-- What is needed --
Look through the data below. Collect every line where the word "deck" occurs.

-- Data for this exercise --
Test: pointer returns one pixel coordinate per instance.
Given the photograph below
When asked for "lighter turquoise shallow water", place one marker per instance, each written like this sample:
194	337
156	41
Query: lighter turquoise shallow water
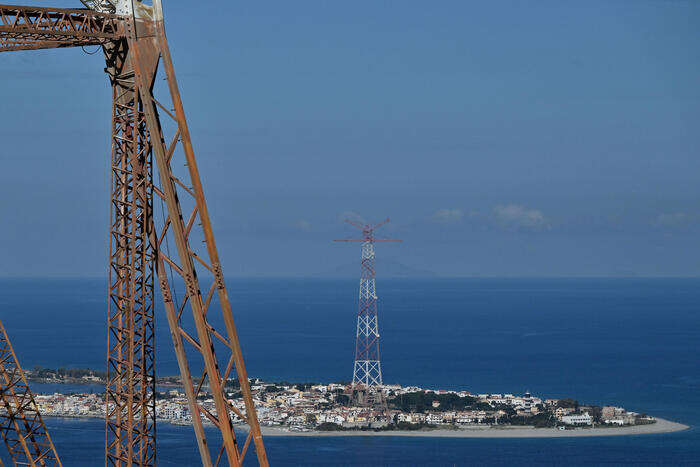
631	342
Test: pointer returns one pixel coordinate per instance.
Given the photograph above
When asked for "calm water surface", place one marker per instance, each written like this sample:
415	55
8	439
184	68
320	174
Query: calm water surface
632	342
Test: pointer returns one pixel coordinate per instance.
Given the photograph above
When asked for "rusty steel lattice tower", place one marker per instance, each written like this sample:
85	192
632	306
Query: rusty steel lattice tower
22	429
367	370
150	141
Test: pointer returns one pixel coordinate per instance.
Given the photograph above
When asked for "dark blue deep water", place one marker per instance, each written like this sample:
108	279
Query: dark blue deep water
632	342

==

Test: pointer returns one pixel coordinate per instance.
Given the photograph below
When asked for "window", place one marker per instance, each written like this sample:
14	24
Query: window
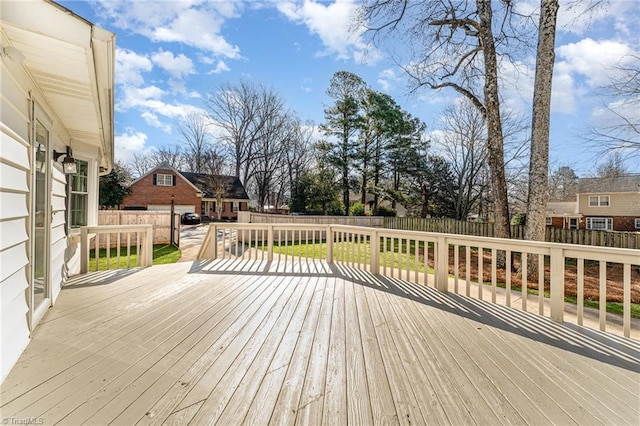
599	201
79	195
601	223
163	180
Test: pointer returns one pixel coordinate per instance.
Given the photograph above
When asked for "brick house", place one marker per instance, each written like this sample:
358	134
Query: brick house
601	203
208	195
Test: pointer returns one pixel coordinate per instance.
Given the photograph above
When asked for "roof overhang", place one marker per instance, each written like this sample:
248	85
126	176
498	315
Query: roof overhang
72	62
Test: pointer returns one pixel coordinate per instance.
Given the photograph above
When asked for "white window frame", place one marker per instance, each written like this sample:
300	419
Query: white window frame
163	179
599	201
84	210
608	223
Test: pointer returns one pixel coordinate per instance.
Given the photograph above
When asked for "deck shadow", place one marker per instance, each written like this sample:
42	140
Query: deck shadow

-- Answer to this problem --
When asked for "deck shadow", place one marker per instance, each written like this sample:
Query: deck shadow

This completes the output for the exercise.